■ **Task directions**:
Scan the entries that follow and give only the number of lines containing "fish".

Referring expression data

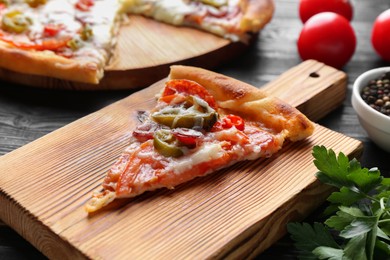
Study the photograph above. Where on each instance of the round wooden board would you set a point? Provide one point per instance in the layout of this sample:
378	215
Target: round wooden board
143	54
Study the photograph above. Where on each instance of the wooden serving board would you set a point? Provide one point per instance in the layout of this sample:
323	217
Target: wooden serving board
237	212
143	54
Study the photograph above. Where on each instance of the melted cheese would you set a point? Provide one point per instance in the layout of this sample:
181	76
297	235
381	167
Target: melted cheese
168	11
206	153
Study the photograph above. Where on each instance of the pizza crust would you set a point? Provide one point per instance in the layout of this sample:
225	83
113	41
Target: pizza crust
251	103
49	64
256	14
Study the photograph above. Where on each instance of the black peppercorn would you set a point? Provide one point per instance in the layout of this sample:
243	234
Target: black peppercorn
377	93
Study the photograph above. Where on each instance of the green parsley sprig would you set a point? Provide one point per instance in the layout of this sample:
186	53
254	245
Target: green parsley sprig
358	223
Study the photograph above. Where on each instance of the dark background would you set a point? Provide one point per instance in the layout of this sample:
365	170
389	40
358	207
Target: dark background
28	113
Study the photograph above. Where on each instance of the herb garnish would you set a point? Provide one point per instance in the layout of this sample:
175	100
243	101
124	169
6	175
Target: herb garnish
358	226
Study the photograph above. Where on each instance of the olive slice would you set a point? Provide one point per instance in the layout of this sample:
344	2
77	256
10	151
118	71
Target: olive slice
165	143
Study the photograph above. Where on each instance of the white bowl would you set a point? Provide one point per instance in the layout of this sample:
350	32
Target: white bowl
376	124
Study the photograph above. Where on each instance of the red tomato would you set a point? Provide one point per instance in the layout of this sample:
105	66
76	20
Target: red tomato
228	122
329	38
84	5
380	36
188	87
308	8
51	30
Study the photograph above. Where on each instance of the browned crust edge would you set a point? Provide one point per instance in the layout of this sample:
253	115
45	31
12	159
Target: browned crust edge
249	102
47	63
256	14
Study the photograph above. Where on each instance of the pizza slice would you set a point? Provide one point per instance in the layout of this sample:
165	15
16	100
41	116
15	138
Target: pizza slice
231	19
66	39
202	122
74	39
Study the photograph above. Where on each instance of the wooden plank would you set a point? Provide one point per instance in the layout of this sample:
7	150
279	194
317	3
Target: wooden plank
144	52
236	212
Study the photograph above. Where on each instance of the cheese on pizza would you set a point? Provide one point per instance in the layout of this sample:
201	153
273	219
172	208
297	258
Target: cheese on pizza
74	39
232	19
202	122
70	39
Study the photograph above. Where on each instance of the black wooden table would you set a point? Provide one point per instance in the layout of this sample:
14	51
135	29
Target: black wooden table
29	113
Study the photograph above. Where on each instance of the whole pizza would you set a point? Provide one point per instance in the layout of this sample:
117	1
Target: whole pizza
74	39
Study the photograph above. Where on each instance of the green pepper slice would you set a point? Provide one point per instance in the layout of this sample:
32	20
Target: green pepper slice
35	3
165	143
193	113
15	21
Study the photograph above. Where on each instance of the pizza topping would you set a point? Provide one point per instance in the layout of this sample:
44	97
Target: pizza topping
187	87
84	5
51	30
75	43
193	113
216	3
4	4
146	130
86	33
166	144
15	22
187	137
35	3
228	122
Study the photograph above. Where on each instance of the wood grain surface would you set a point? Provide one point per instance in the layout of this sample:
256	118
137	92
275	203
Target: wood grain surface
145	49
236	212
27	114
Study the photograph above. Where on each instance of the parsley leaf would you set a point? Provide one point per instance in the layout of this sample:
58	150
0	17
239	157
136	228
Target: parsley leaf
359	223
309	238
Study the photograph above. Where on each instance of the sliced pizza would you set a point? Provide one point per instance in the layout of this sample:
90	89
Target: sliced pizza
232	19
67	39
74	39
202	122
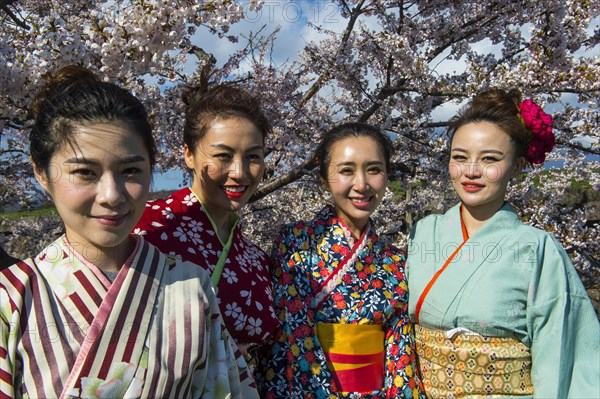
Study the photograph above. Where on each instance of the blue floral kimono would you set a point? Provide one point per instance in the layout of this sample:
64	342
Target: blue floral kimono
312	287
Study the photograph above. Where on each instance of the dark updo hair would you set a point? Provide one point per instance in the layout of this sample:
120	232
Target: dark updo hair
74	96
221	101
352	129
500	108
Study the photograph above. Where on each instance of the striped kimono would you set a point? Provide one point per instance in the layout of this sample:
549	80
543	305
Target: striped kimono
155	331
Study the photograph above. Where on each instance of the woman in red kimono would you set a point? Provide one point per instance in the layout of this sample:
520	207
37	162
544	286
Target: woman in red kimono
224	136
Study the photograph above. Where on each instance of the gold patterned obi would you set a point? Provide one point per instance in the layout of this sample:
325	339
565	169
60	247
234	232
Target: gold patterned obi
471	365
355	355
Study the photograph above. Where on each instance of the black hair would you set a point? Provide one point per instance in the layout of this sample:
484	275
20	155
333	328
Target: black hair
74	96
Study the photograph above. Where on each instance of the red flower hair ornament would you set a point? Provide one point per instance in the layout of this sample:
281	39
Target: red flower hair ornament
539	124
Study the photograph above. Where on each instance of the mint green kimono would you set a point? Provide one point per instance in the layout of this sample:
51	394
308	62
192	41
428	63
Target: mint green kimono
509	280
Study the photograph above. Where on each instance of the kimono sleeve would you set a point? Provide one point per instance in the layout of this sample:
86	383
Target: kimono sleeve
154	221
8	367
402	378
228	374
563	328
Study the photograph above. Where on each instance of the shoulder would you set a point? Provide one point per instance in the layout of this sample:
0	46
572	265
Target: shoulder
16	285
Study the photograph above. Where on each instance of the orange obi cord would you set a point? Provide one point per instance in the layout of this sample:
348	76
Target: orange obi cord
355	355
439	272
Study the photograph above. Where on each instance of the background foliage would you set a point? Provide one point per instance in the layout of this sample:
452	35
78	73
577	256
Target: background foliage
398	64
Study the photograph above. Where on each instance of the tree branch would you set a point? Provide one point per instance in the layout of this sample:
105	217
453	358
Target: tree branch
356	12
4	6
303	169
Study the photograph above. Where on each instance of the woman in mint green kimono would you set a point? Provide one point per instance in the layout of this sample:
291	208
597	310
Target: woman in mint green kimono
498	306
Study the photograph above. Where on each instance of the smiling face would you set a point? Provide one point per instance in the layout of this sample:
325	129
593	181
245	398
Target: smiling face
357	178
482	161
99	182
228	163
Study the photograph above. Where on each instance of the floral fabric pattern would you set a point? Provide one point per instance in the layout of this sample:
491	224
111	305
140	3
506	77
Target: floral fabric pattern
374	291
178	225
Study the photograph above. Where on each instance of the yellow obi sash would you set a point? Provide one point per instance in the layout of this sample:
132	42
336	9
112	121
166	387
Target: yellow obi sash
470	365
355	355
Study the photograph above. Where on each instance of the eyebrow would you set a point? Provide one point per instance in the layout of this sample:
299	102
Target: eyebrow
484	151
354	163
131	159
227	148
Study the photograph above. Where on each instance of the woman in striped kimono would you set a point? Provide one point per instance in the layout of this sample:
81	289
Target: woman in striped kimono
341	295
498	306
101	313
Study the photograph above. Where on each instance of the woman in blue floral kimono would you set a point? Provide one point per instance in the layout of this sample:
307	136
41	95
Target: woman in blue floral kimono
341	295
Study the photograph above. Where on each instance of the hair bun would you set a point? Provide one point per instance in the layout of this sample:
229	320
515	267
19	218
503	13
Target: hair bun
64	75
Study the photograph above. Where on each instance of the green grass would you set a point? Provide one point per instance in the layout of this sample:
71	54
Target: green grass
574	184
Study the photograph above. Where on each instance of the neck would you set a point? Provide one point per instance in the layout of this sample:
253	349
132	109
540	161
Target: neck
474	217
355	229
222	220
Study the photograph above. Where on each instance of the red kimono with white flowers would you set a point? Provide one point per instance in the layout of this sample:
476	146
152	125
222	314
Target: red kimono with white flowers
178	225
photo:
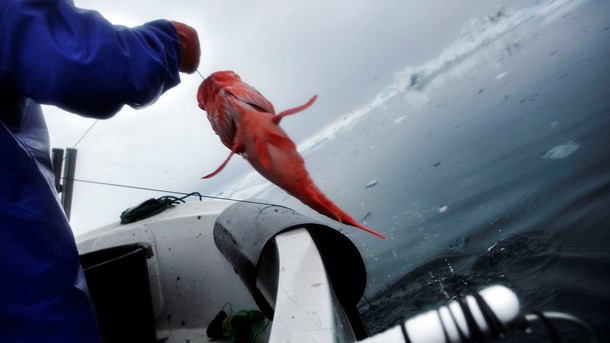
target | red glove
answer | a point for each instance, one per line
(191, 51)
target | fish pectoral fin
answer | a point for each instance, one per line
(235, 149)
(279, 140)
(277, 118)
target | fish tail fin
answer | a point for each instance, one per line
(362, 227)
(324, 205)
(277, 118)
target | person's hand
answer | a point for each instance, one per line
(191, 51)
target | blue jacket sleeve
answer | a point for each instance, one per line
(60, 55)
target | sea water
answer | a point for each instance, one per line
(487, 165)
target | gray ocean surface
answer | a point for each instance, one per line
(489, 165)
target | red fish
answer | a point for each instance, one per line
(248, 125)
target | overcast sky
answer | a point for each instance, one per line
(343, 51)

■ **Exercise answer**:
3